## Task prompt
Write out the data exactly as given, dropping every picture.

-=-=-=-=-

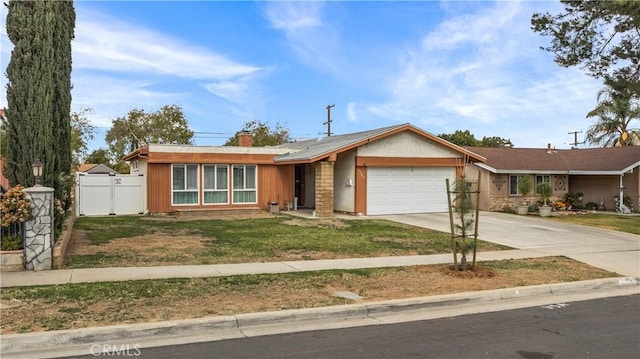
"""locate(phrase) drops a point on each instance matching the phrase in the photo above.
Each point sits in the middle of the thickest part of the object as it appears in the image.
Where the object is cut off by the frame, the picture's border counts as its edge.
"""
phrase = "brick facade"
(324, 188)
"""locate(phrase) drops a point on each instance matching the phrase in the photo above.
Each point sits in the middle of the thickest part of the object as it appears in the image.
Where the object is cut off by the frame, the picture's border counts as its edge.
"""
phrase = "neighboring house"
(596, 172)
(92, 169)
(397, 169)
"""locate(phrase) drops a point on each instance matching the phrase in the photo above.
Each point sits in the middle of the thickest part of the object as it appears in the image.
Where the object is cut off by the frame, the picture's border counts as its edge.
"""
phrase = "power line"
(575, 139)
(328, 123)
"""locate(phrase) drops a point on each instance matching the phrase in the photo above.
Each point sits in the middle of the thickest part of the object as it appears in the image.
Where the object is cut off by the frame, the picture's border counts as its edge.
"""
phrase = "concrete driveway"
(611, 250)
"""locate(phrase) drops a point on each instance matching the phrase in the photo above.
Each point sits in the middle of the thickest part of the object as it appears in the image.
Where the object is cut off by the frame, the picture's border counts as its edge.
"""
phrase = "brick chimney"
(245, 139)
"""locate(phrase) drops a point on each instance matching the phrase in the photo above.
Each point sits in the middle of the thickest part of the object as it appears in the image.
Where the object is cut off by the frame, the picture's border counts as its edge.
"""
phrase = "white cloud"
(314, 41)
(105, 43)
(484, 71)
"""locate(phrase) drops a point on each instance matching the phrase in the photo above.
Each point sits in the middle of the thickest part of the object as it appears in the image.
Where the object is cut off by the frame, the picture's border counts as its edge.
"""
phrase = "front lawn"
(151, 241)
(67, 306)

-=-=-=-=-

## Task response
"""locate(phrase) drops a point on each instance matching the phrase in the photo above.
Each point sits in the middle of the thickest part of the object as it appears in the image.
Where the object is cut off by the frame, the picture's border counts as its edge.
"""
phrase = "brick facade"
(324, 188)
"""locate(phrase) drops a point on each instance matching the phrase in the photo above.
Each point sits in the middle of the thickest part of the object as it appears in the image.
Where the object is cut off by the frame, the picture's border counts as its edge.
"""
phrase = "neighboring house"
(596, 172)
(92, 169)
(397, 169)
"""locate(phrase) drops a point on each instance matching the phrase in the photo above.
Each point sits in the middle of the thickest part of the object as it appears in the image.
Where the object is cut off by the frame, the picture's border counts as its edge.
"""
phrase = "power line"
(575, 139)
(328, 123)
"""locate(phrase) drops a point on each instance matching the phrase in the photo above.
Each point sits in the middle of the thickest part of the object as it appears in the image.
Where the object is cut off by the frame, the picture's border counts as its edge.
"""
phrase = "concrete driveway"
(611, 250)
"""locate(phrase) drops a point on each instance matching the phrase in the photo above.
Each point sits in the middle of the thickest part of the object as it appears in the image.
Where the object is cut off by the frame, the picture's border counts as its edge.
"""
phrase = "brick chimney"
(245, 139)
"""locate(phrase) drops a point on each instance matching the phrase in the photo above.
Each point sits in the middle of the thickest part of the object as it appears in the image.
Where the object is cut off by the frame, the picture's border counts as its edge.
"""
phrase = "white cloud"
(314, 41)
(105, 43)
(484, 71)
"""locate(phrase) drops a point on each instance matching the phrase in the photo above.
Each point sits in the middle of the thickest part of the object as it appears in the image.
Where the object is cut off by the frame, the picture's border counts as its edge.
"""
phrase = "front lawn"
(151, 241)
(67, 306)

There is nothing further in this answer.